Rewrite the material below as a numbered list with each line as its own item, skipping any blank lines. Leave the pictures out of your list.

## Start DATASET EXCERPTS

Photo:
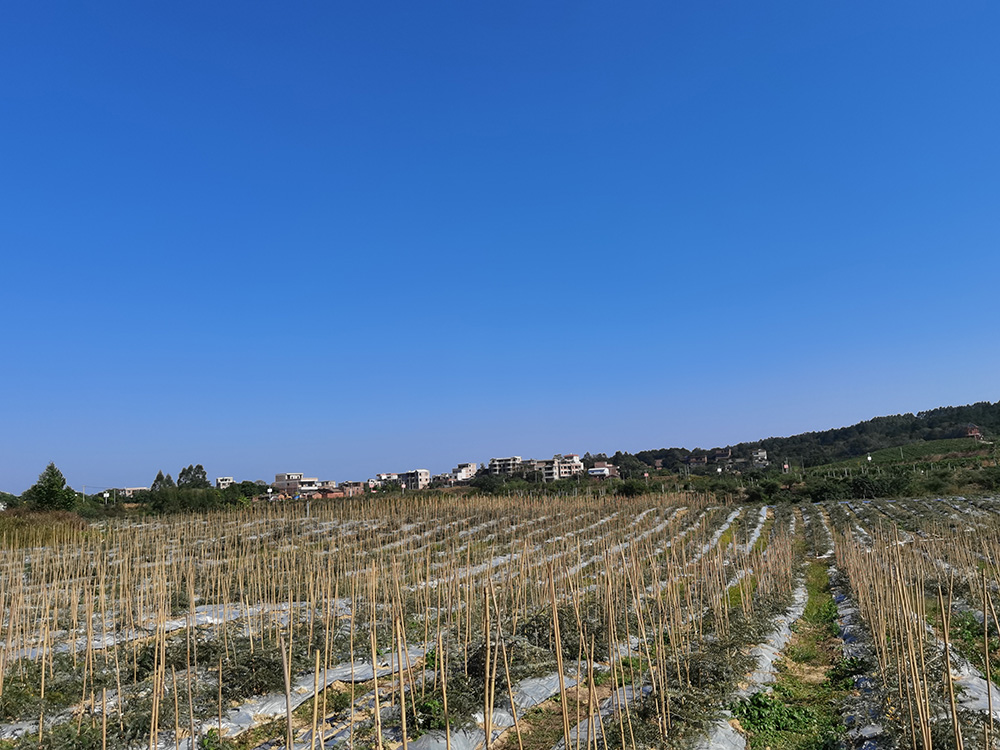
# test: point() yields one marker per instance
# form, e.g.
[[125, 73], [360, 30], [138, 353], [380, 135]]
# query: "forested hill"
[[815, 448]]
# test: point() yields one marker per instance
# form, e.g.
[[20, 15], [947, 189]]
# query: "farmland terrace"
[[520, 623]]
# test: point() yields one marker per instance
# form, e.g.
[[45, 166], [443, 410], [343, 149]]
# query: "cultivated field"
[[514, 623]]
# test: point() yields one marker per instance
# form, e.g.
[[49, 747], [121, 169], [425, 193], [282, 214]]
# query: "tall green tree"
[[194, 478], [50, 491], [161, 482]]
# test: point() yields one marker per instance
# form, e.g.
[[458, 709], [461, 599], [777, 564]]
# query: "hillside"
[[830, 446]]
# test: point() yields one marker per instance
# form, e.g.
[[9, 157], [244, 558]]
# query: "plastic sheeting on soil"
[[862, 713], [768, 652]]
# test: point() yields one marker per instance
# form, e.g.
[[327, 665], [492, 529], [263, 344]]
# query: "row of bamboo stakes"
[[914, 561], [465, 570]]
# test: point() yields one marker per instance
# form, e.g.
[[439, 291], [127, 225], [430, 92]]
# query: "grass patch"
[[803, 712]]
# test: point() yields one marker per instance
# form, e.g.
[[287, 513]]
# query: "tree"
[[50, 491], [161, 482], [193, 477]]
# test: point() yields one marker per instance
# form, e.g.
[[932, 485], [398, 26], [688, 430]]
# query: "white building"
[[561, 466], [464, 472], [509, 465], [417, 479], [294, 483]]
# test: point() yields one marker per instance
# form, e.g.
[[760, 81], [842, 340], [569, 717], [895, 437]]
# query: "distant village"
[[296, 485], [290, 485], [560, 466]]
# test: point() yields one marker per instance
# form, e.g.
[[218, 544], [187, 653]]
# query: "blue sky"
[[344, 238]]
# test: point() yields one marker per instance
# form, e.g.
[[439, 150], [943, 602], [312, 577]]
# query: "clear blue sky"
[[343, 238]]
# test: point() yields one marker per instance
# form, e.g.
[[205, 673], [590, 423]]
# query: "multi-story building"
[[417, 479], [551, 469], [510, 465], [294, 483], [464, 472], [561, 466]]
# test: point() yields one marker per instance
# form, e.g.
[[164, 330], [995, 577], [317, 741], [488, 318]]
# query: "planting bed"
[[516, 624]]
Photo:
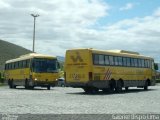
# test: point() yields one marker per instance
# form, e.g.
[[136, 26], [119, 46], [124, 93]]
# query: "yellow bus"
[[32, 70], [108, 70]]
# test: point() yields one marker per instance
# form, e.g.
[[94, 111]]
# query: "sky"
[[132, 25]]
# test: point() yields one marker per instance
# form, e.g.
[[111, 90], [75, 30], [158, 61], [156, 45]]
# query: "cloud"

## End DATASET EXCERPTS

■ RESULT:
1. Photo:
2. # test: point() yields one marker per instance
3. # form, e.g.
4. [[125, 73], [360, 30], [138, 353], [380, 135]]
5. # query: "forested hill"
6. [[815, 448]]
7. # test: point() yields one marker per instance
8. # form, e.g.
9. [[20, 15], [947, 189]]
10. # query: "farmland terrace"
11. [[520, 623]]
12. # test: point() yields one marker per instance
13. # form, e.g.
14. [[45, 166], [443, 410], [343, 149]]
15. # query: "cultivated field"
16. [[514, 623]]
17. # test: point() yields one marker per instance
18. # form, e.g.
19. [[49, 747], [121, 169], [425, 193], [282, 214]]
20. # query: "tall green tree"
21. [[194, 478], [50, 491], [161, 482]]
22. # test: point() yields one marker per instance
23. # form, e.g.
24. [[458, 709], [461, 599], [777, 564]]
25. # query: "hillside"
26. [[830, 446]]
27. # test: point() yields one marker per instance
28. # form, e.g.
29. [[9, 157], [244, 558]]
30. # query: "plastic sheeting on soil"
31. [[862, 713], [768, 652]]
32. # test: point() yields one marker per instance
33. # form, e.g.
34. [[327, 665], [492, 529], [263, 344]]
35. # query: "row of bamboo stakes"
36. [[914, 561], [465, 570]]
37. # test: point() yields one marker per instance
38. # form, e.g.
39. [[439, 291], [127, 225], [430, 92]]
40. # query: "grass patch"
41. [[803, 712]]
42. # test: point() yields one marker per instance
43. # form, e.g.
44. [[287, 513]]
45. # query: "tree"
46. [[50, 491], [161, 482], [193, 477]]
47. # test: point() yields one marker per instance
48. # form, e.g.
49. [[932, 485], [398, 26], [688, 430]]
50. # query: "white building"
51. [[561, 466], [464, 472], [509, 465], [417, 479], [294, 483]]
52. # test: point() yields one marker per instance
53. # form, e.g.
54. [[760, 81], [842, 340], [569, 717], [895, 437]]
55. # query: "distant village"
56. [[296, 485], [290, 485], [560, 466]]
57. # test: point() yields one marker per instance
58. # form, e.g.
59. [[218, 544], [187, 653]]
60. # query: "blue sky"
61. [[344, 238]]
62. # test: point() yields one marker per instance
63. # form, e.g.
64. [[439, 150], [943, 602], [312, 577]]
65. # query: "clear blue sky"
66. [[343, 238]]
67. # test: point() yields one marker per instance
68. # form, e.g.
69. [[205, 673], [590, 423]]
70. # query: "multi-story building"
71. [[417, 479], [551, 469], [510, 465], [294, 483], [464, 472], [561, 466]]
72. # test: point() yields one marker per instance
73. # form, e.g.
74. [[164, 330], [995, 577], [317, 741], [488, 318]]
75. # query: "planting bed"
76. [[516, 624]]
77. Photo:
78. # test: point() yields one marker per instance
79. # form, e.g.
80. [[136, 26], [119, 46], [124, 93]]
81. # query: "yellow bus"
82. [[32, 70], [108, 70]]
83. # test: point() yields one marker per instance
84. # form, e.g.
85. [[94, 111]]
86. # query: "sky"
87. [[132, 25]]
88. # test: point() yields one marker per instance
89. # form, e.g.
90. [[111, 90], [75, 30], [158, 61], [156, 45]]
91. # query: "cloud"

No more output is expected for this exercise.